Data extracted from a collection
━━━━━━━━━━━━━━━━
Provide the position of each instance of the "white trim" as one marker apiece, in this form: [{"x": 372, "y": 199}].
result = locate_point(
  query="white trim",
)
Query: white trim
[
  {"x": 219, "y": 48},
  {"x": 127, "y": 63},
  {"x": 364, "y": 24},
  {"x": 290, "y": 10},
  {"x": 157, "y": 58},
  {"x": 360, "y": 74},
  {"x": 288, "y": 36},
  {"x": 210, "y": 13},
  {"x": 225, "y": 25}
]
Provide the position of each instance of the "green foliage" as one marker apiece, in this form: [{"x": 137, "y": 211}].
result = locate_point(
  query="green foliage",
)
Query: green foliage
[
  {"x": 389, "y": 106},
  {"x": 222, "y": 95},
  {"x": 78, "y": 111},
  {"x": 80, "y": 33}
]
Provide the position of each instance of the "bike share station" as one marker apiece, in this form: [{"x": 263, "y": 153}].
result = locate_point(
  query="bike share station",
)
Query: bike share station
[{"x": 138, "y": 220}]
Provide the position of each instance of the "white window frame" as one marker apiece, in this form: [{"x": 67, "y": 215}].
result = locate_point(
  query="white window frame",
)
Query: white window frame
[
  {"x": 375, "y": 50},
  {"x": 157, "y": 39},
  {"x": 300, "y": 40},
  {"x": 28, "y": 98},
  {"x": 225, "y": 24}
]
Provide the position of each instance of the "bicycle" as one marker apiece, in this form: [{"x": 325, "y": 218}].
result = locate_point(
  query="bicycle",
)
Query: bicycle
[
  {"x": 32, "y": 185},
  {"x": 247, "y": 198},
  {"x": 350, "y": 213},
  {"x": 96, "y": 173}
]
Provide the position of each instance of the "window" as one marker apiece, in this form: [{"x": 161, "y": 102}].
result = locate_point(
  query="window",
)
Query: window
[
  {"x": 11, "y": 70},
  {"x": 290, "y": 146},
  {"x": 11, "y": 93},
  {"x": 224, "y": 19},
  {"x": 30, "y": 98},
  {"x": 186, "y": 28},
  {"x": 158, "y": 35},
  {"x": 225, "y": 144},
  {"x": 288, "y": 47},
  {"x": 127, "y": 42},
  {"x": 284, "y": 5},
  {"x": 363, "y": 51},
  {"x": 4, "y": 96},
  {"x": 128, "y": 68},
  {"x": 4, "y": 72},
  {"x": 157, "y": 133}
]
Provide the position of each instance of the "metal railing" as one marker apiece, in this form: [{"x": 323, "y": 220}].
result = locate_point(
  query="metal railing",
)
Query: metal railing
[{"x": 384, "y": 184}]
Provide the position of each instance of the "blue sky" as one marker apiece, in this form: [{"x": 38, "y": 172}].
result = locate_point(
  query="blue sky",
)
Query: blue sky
━━━━━━━━━━━━━━━━
SET TASK
Write out every entry word for word.

ANSWER TO THE TASK
Provide the position of each instance of the "white trim" as one marker apiece, in this form: [{"x": 372, "y": 199}].
result = locate_point(
  query="white trim",
)
Query: white trim
[
  {"x": 219, "y": 48},
  {"x": 127, "y": 63},
  {"x": 364, "y": 24},
  {"x": 290, "y": 10},
  {"x": 157, "y": 58},
  {"x": 360, "y": 74},
  {"x": 288, "y": 36},
  {"x": 210, "y": 13},
  {"x": 225, "y": 25}
]
Provide the position of each instance of the "green foliage" as one marker apiece, in this form: [{"x": 137, "y": 211}].
result = locate_point(
  query="green foliage",
)
Query: green foliage
[
  {"x": 389, "y": 106},
  {"x": 222, "y": 95},
  {"x": 78, "y": 111},
  {"x": 80, "y": 33}
]
Provide the position of each instance of the "bike share station" as one marker apiece, in this form: [{"x": 263, "y": 153}].
result = locate_point(
  query="bike share station",
)
Query: bike share station
[{"x": 138, "y": 220}]
Provide the position of each instance of the "white window frame" as one marker apiece, in this form: [{"x": 67, "y": 215}].
result = locate_point(
  query="white window frame",
)
Query: white window frame
[
  {"x": 375, "y": 50},
  {"x": 157, "y": 39},
  {"x": 300, "y": 40},
  {"x": 28, "y": 98},
  {"x": 225, "y": 24}
]
Provide the position of each instance of the "bicycle" as one marker apiece, in this form: [{"x": 325, "y": 218}].
result = locate_point(
  query="bicycle",
)
Query: bicycle
[
  {"x": 32, "y": 185},
  {"x": 247, "y": 198},
  {"x": 350, "y": 213},
  {"x": 96, "y": 173}
]
Provide the position of each instance of the "window" as one marker apiece, in this form: [{"x": 161, "y": 102}].
result = locate_point(
  query="window",
)
Query: window
[
  {"x": 11, "y": 70},
  {"x": 290, "y": 146},
  {"x": 11, "y": 93},
  {"x": 224, "y": 19},
  {"x": 30, "y": 98},
  {"x": 186, "y": 28},
  {"x": 158, "y": 35},
  {"x": 225, "y": 144},
  {"x": 288, "y": 47},
  {"x": 127, "y": 42},
  {"x": 284, "y": 5},
  {"x": 363, "y": 51},
  {"x": 4, "y": 96},
  {"x": 128, "y": 68},
  {"x": 4, "y": 72},
  {"x": 157, "y": 133}
]
Provide the position of each instance of the "metal railing" as one marker apiece, in this form: [{"x": 323, "y": 220}].
result = locate_point(
  query="metal railing",
)
Query: metal railing
[{"x": 384, "y": 184}]
Provide the position of each instance of the "blue sky" as one marker apiece, in this form: [{"x": 38, "y": 172}].
result = locate_point(
  query="blue sky",
)
Query: blue sky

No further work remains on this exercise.